• Task item: What you give back should match the entries below character for character.

[Natural-language object grounding data]

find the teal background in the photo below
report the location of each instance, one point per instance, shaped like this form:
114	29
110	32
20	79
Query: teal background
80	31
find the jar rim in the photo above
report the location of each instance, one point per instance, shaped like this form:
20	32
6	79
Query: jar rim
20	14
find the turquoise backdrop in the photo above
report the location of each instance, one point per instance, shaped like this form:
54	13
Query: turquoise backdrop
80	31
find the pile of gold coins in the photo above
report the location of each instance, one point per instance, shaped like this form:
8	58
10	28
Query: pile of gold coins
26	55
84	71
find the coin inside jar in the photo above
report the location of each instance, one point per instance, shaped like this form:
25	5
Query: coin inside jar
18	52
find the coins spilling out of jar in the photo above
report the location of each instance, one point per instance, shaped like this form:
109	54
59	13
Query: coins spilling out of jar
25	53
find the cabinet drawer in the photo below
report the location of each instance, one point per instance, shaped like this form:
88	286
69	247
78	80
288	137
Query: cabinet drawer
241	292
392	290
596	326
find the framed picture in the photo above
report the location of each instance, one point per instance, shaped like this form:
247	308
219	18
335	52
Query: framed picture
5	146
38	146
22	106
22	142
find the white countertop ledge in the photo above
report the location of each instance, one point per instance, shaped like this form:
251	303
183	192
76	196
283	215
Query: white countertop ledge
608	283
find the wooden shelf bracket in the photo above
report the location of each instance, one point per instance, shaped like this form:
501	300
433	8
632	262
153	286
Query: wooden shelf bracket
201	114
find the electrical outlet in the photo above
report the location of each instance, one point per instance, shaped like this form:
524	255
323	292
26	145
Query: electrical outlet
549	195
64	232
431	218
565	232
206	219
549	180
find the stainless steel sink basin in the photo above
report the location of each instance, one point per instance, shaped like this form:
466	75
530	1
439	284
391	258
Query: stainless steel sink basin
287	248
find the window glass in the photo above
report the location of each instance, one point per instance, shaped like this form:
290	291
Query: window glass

• Solution:
find the teal background in the photo below
report the location of each instance, one point per instance, shaped like this form:
114	29
110	32
20	79
Query: teal background
80	31
find the jar rim in the photo above
report the location of each instance, one point per instance, shaped like this form:
20	32
6	79
Query: jar rim
20	14
find the turquoise backdrop in the photo above
report the location of each instance, one point per instance, shaped like this form:
54	13
Query: turquoise backdrop
80	31
find the pile of gold coins in the photo above
report the location of each instance, one point per instance, shaped like this form:
8	58
10	28
Query: pile of gold coins
26	55
84	71
find the coin inside jar in the photo above
report the location of each instance, one point per instance, shaped like this form:
25	5
Query: coin inside jar
18	52
find the coins spilling out of jar in the photo above
report the location of each instance, one point per instance, shaped like this form:
109	54
59	13
Query: coins spilling out of jar
25	53
find the cabinet drawer in the photo below
report the location of each instance, one point per instance, shaped like this form:
88	286
69	247
78	80
288	137
Query: cabinet drawer
241	292
392	290
596	326
find the framed picture in the photo above
report the location of each instance, one point per instance, shaped like this form:
247	308
219	18
335	52
Query: framed picture
5	146
38	146
22	106
22	142
find the white countertop ledge in the photo above
report the location of each instance, one point per instance, shaped like this form:
251	303
183	192
76	196
283	215
Query: white countertop ledge
608	283
find the wooden shelf bracket in the photo above
report the location of each instance, one point per instance, shaped like this form:
501	300
433	8
632	262
153	286
Query: wooden shelf bracket
201	114
find the electrical outlet in the photo above
report the location of each instance, one point per instance, shaped like this form:
524	255
323	292
26	145
Query: electrical outlet
549	195
64	232
431	218
565	232
206	219
549	180
find the stainless steel sink basin in the photo above
report the location of each instance, one point per instance, shaped like this form:
466	75
530	1
439	284
391	258
Query: stainless steel sink basin
287	248
find the window glass in the photo above
report the location of each instance, one point per instance, shaped like this form:
290	291
Query: window glass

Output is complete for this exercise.